━━━━━ DOCUMENT SEGMENT ━━━━━

LONDON (Reuters) - J Sainsbury, Britain’s third-biggest grocer, beat forecasts for underlying sales in its fourth quarter, with strong growth online and in convenience stores more than offsetting a weaker performance in its traditional outlets.
Online sales and convenience stores are the two fastest growing areas for Britain’s supermarkets as shopping habits change, with consumers increasingly using the internet to shop and high fuel prices discouraging trips to town centres and out-of-town malls.
Sainsbury‘s, which trails by annual revenue market leader Tesco and Wal-Mart’s Asda, said on Tuesday its convenience store business was growing at over 18 percent year-on-year, driven by a combination of new selling space and like-for-like sales growth, while online grocery sales were increasing nearly 20 percent year-on-year.
Those channels drove a 3.6 percent rise in its like-for-like sales, excluding fuel, in the 10 weeks to March 16.

━━━━━ STORED ROWS ━━━━━

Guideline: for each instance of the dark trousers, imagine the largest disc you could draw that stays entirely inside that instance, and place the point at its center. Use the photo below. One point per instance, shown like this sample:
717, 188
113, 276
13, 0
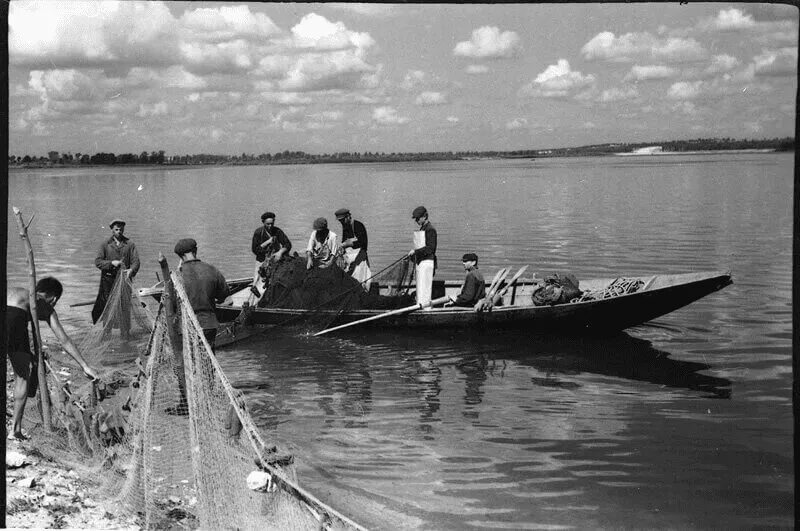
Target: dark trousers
106, 283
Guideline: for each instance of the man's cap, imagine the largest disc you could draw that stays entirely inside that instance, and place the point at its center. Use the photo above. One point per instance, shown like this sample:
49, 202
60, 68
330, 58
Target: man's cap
185, 245
419, 212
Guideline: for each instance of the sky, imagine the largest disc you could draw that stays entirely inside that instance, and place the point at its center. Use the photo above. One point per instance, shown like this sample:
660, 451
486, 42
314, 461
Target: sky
232, 78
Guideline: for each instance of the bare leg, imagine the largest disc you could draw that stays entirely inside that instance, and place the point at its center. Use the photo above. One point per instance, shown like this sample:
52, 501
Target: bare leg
20, 399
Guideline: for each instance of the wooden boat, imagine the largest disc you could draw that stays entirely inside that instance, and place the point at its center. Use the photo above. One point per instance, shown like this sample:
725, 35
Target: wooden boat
659, 295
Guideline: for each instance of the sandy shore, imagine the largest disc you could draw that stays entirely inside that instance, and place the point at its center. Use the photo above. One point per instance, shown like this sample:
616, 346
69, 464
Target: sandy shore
46, 490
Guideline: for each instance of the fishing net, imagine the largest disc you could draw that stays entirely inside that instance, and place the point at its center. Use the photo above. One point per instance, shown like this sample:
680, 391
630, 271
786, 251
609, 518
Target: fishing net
326, 293
170, 436
125, 321
619, 286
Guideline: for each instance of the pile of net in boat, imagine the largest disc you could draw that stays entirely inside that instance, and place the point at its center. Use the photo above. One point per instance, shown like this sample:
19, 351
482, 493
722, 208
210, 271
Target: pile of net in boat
291, 285
619, 286
168, 436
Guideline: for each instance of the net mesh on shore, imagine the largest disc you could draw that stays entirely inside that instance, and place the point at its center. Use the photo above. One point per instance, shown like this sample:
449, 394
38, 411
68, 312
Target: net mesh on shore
172, 438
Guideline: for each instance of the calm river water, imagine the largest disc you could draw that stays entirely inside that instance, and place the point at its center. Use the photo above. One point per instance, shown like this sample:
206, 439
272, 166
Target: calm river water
685, 422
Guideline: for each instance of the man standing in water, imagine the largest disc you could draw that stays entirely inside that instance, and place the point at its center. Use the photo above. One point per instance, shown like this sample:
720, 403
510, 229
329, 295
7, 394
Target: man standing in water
25, 365
354, 245
269, 242
114, 255
424, 254
205, 286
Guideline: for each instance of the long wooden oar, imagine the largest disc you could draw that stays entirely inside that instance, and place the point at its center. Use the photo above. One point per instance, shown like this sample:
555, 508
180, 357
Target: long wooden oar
399, 311
499, 294
486, 301
495, 281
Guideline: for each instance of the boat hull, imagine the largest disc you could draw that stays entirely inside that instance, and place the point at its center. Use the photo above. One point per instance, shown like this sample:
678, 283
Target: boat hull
666, 294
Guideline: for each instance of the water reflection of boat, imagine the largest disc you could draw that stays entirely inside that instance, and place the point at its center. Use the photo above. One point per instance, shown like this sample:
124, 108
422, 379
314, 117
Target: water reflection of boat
661, 294
619, 355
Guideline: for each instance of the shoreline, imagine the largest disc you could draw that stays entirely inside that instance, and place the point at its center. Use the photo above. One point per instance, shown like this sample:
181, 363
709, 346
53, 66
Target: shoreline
53, 489
17, 167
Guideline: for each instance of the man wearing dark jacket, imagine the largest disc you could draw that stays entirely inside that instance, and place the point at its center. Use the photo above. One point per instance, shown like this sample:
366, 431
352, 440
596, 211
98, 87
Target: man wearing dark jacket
116, 254
354, 246
205, 286
424, 254
269, 241
474, 289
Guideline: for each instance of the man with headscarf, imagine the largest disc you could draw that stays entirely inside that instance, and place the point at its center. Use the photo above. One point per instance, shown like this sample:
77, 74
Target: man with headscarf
354, 246
269, 242
322, 246
118, 253
424, 254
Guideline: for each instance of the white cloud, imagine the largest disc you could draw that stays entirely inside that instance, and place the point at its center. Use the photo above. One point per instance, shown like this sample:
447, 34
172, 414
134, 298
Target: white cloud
227, 23
431, 98
285, 98
781, 62
685, 90
388, 116
650, 72
558, 81
629, 47
157, 109
732, 19
517, 123
413, 79
476, 69
722, 63
618, 94
488, 42
370, 10
318, 33
85, 34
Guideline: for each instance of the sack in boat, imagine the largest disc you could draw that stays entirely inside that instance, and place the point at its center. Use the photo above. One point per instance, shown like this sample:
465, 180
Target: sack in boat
546, 294
568, 284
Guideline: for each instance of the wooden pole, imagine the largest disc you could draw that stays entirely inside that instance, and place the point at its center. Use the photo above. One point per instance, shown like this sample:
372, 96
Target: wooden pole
168, 302
44, 395
400, 311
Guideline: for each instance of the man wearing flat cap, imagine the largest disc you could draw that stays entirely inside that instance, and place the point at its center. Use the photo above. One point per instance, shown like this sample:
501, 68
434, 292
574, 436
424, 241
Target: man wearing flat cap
205, 286
354, 246
474, 288
322, 247
116, 254
269, 242
424, 254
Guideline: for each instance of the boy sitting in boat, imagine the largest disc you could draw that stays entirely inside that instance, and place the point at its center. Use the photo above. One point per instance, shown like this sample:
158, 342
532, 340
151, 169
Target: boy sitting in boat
474, 288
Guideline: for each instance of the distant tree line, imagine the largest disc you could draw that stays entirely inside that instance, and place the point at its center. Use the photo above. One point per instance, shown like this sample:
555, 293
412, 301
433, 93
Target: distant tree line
300, 157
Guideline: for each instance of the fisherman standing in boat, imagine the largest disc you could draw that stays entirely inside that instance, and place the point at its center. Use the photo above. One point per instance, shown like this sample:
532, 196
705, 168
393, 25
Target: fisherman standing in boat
114, 255
25, 365
205, 286
354, 246
424, 254
322, 246
269, 242
474, 289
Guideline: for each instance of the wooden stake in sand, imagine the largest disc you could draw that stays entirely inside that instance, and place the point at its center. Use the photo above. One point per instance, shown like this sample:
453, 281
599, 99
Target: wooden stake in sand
44, 395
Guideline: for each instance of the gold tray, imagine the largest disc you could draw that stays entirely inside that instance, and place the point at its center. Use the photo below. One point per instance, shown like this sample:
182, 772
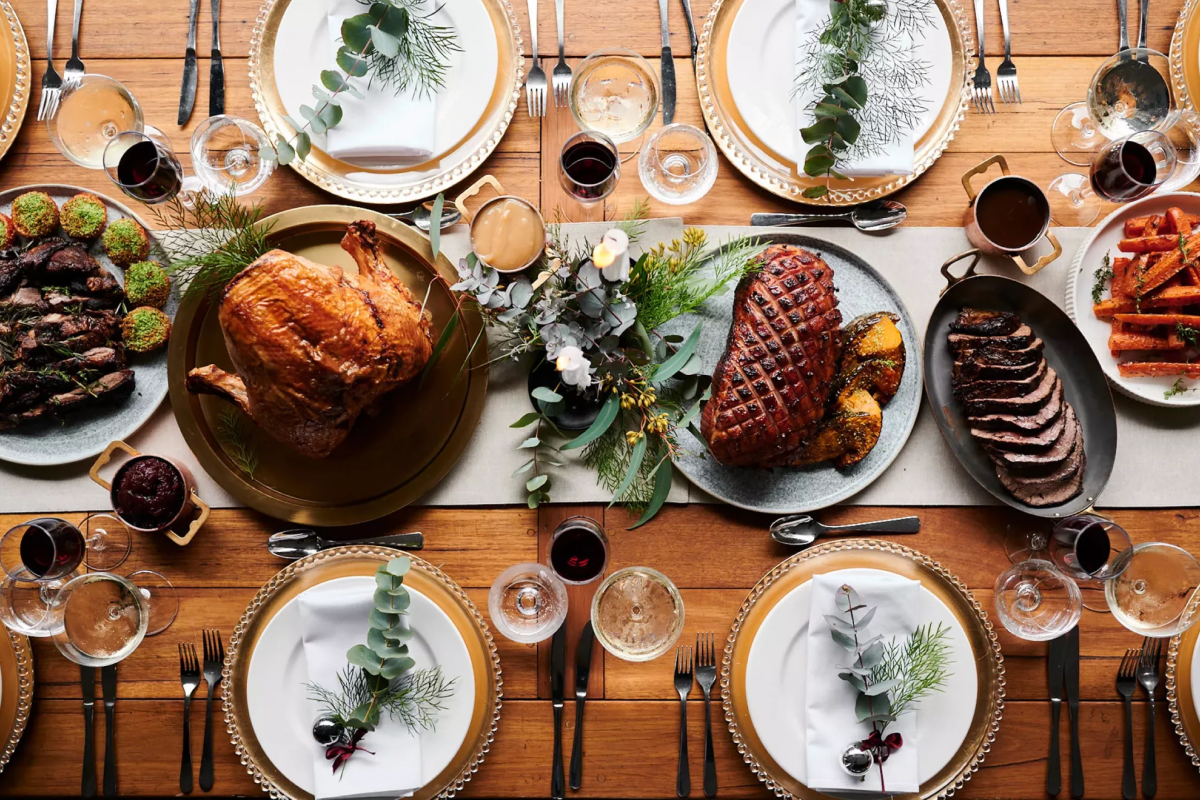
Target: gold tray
777, 174
390, 458
411, 182
880, 555
340, 563
15, 78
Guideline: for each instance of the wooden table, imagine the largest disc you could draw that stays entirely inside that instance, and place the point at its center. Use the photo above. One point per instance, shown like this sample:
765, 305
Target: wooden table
714, 554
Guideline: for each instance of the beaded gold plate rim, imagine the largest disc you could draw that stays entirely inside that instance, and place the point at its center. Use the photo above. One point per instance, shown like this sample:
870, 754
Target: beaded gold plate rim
341, 561
779, 176
870, 553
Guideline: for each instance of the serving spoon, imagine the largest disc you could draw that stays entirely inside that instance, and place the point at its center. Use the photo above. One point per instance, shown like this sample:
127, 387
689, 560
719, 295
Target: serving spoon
801, 530
298, 543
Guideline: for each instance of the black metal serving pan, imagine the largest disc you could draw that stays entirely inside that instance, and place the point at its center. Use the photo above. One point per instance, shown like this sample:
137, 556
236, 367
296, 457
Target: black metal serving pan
1066, 350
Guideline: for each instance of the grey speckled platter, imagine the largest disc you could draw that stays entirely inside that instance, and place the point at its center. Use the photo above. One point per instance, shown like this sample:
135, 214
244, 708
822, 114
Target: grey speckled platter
87, 433
861, 290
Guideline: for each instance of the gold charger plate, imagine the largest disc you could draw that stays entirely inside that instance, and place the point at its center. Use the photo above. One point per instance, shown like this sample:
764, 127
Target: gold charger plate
412, 182
340, 563
15, 77
777, 174
393, 456
876, 554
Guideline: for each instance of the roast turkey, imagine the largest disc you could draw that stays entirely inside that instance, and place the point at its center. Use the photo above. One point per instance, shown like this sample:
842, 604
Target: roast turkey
773, 382
313, 346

━━━━━

■ TO DO ■
a) Answer these questions using the Sainsbury's article:
(i) Where does Sainsbury's rank among Britain's grocers?
(ii) How fast were its online grocery sales increasing year-on-year?
(iii) Over what period did its like-for-like sales, excluding fuel, rise 3.6 percent?
b) Reproduce the part of the Sainsbury's article from "Online sales and" to "20 percent year-on-year." word for word.
The data come from a source separate from the Sainsbury's article.

■ FINAL RESULTS ■
a)
(i) It is Britain's third-biggest grocer.
(ii) Nearly 20 percent year-on-year.
(iii) The 10 weeks to March 16.

b)
Online sales and convenience stores are the two fastest growing areas for Britain’s supermarkets as shopping habits change, with consumers increasingly using the internet to shop and high fuel prices discouraging trips to town centres and out-of-town malls.
Sainsbury‘s, which trails by annual revenue market leader Tesco and Wal-Mart’s Asda, said on Tuesday its convenience store business was growing at over 18 percent year-on-year, driven by a combination of new selling space and like-for-like sales growth, while online grocery sales were increasing nearly 20 percent year-on-year.